# Downregulated Expression of miR-200c-3p in Plasma Exosome as a Potential Biomarker in Takayasu’s Arteritis

**Authors:** Lihong Du, Chenglong Fang, Biqing Huang, Xiaofeng Zeng, Jing Li, Xinping Tian

PMC · DOI: 10.3390/ijms26072881 · International Journal of Molecular Sciences · 2025-03-22

## TL;DR

This study finds that lower levels of miR-200c-3p in blood exosomes may indicate Takayasu’s arteritis and could help track disease activity.

## Contribution

The study validates miR-200c-3p as a potential biomarker for TAK and suggests its role in suppressing vascular inflammation via the MAPK pathway.

## Key findings

- miR-200c-3p is significantly downregulated in plasma exosomes of untreated TAK patients.
- Lower miR-200c-3p levels correlate with disease severity and Th17.1 cell frequencies.
- miR-200c-3p inhibits MAPK pathway activation and endothelial cell proliferation in vitro.

### Parts of the exercise
1. Render this sentence from the study summary into Spanish: "This study finds that lower levels of miR-200c-3p in blood exosomes may indicate Takayasu’s arteritis and could help track disease activity."
2. Duplicate the passage of the study summary starting with "PMC · DOI: 10.3390/ijms26072881" and going on through "the MAPK pathway.".

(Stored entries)
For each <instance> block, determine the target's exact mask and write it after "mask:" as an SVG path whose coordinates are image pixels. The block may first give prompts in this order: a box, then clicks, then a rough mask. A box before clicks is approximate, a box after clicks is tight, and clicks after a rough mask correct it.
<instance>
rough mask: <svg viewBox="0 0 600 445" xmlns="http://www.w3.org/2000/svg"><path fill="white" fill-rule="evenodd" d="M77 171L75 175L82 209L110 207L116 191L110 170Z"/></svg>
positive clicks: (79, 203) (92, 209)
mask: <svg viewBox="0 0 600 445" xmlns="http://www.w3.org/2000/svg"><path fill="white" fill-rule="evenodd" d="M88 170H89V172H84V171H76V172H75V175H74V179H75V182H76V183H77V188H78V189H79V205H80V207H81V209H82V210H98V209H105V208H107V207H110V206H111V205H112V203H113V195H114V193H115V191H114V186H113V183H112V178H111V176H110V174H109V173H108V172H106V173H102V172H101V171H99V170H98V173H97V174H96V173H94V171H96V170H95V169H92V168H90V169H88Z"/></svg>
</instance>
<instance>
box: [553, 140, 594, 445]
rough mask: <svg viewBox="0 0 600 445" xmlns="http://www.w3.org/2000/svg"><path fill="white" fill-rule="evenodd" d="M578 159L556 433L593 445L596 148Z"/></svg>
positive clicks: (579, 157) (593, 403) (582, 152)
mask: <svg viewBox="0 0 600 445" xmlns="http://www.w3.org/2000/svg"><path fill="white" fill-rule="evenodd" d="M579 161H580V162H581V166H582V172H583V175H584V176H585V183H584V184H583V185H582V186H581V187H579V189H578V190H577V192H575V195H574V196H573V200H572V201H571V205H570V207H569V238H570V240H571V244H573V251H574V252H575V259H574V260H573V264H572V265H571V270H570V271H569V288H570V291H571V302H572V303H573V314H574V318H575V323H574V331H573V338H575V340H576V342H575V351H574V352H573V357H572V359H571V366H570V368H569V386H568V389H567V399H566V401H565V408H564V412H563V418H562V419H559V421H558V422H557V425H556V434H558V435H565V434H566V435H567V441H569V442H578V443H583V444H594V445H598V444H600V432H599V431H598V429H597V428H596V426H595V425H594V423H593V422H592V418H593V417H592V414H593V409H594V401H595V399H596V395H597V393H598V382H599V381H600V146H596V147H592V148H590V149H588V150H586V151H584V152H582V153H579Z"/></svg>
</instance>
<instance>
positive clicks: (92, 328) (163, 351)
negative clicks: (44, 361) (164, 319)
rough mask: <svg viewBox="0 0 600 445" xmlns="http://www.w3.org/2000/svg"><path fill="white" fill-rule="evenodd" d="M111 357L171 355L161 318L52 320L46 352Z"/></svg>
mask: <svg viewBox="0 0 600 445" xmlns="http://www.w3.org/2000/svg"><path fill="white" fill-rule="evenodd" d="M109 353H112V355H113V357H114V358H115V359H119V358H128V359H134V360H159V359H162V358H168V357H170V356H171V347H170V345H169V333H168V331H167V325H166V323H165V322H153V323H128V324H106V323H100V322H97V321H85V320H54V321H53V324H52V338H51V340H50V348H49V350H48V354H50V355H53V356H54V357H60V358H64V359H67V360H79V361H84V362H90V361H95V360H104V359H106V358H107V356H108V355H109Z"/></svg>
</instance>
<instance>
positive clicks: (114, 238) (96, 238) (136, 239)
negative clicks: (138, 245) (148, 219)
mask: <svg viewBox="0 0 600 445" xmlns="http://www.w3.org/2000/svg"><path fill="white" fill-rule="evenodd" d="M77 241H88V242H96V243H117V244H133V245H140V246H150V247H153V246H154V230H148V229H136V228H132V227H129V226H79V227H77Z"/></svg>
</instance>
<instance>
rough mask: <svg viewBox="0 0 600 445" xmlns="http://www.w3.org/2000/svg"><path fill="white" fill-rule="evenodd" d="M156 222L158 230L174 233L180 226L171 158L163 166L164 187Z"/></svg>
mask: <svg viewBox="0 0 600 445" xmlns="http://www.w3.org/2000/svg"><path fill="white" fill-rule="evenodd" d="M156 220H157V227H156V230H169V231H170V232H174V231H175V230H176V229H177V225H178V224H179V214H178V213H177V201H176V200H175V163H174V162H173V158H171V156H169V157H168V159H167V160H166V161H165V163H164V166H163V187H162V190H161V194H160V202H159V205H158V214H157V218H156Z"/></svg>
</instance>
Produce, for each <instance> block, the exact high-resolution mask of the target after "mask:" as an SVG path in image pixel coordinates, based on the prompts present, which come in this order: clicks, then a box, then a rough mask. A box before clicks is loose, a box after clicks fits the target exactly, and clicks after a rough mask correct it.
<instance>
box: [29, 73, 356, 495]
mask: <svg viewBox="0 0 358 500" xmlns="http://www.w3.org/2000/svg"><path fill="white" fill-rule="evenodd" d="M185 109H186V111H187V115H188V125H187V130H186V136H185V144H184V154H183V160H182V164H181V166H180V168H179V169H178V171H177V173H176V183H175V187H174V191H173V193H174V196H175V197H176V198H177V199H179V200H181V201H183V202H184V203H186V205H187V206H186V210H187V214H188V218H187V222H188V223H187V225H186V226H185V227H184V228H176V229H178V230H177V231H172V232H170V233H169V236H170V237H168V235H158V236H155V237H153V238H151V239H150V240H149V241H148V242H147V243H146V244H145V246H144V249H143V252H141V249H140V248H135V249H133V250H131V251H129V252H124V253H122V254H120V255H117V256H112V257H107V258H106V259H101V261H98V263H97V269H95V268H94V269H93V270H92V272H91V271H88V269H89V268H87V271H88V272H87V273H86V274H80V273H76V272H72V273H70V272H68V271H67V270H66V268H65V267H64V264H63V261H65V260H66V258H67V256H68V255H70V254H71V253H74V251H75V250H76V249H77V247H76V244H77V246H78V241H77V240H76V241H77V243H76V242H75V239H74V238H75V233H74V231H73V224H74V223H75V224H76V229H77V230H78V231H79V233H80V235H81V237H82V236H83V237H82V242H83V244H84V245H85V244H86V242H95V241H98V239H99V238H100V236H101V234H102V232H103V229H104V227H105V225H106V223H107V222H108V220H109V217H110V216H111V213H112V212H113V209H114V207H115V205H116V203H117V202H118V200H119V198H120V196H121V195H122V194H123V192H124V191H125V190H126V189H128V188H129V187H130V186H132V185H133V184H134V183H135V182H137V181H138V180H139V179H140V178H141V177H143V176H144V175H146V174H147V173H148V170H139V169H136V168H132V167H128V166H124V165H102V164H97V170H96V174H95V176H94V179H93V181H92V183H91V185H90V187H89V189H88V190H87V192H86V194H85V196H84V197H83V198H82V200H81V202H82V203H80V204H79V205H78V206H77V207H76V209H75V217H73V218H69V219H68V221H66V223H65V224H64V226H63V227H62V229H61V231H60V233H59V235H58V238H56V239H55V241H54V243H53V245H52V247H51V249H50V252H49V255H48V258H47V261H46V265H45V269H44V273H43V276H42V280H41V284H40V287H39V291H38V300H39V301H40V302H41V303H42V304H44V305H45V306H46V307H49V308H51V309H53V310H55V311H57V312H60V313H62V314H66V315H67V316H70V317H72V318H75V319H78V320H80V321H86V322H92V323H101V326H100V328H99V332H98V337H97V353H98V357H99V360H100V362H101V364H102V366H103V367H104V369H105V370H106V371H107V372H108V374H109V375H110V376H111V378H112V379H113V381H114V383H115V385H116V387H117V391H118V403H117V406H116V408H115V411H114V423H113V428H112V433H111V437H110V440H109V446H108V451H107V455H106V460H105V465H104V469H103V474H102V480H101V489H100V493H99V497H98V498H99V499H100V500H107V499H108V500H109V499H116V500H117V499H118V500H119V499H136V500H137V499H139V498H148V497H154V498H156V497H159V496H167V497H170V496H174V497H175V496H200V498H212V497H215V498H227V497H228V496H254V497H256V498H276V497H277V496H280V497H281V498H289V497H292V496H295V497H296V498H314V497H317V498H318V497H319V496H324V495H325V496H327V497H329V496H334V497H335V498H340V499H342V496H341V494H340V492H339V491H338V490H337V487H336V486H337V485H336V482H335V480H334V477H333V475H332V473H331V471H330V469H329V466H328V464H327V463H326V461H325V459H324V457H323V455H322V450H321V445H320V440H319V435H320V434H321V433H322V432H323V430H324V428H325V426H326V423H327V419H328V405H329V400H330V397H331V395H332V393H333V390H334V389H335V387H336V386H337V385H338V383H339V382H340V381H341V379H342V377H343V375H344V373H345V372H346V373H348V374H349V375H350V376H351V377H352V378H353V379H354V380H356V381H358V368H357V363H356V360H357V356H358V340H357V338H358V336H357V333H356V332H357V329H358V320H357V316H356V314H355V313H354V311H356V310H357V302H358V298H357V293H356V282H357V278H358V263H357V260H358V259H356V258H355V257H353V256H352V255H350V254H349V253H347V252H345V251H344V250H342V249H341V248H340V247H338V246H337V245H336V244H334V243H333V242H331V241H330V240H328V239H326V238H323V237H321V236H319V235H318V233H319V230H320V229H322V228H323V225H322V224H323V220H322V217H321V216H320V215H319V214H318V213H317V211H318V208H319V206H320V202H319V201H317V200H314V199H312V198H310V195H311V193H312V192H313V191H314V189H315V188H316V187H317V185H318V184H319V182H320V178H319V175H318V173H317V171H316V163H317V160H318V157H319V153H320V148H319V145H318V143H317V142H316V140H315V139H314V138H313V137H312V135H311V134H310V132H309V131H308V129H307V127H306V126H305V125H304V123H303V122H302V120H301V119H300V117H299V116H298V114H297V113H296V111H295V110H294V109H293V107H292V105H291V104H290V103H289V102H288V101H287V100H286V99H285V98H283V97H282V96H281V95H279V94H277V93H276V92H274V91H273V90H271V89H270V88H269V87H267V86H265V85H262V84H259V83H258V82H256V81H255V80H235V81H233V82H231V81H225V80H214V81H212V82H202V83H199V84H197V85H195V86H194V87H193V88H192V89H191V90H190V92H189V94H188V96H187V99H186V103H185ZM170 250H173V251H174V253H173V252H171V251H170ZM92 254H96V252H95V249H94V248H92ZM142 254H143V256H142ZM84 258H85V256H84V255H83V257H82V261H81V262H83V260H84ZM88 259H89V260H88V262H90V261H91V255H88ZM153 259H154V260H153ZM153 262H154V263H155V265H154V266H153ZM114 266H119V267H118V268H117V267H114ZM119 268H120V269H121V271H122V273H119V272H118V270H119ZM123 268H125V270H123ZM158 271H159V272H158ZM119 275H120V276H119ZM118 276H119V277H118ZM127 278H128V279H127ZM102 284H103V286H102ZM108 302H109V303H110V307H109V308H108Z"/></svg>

### Solved tasks
1. Este estudio concluye que unos niveles más bajos de miR-200c-3p en los exosomas sanguíneos pueden indicar arteritis de Takayasu y podrían ayudar a seguir la actividad de la enfermedad.

2.
PMC · DOI: 10.3390/ijms26072881 · International Journal of Molecular Sciences · 2025-03-22

## TL;DR

This study finds that lower levels of miR-200c-3p in blood exosomes may indicate Takayasu’s arteritis and could help track disease activity.

## Contribution

The study validates miR-200c-3p as a potential biomarker for TAK and suggests its role in suppressing vascular inflammation via the MAPK pathway.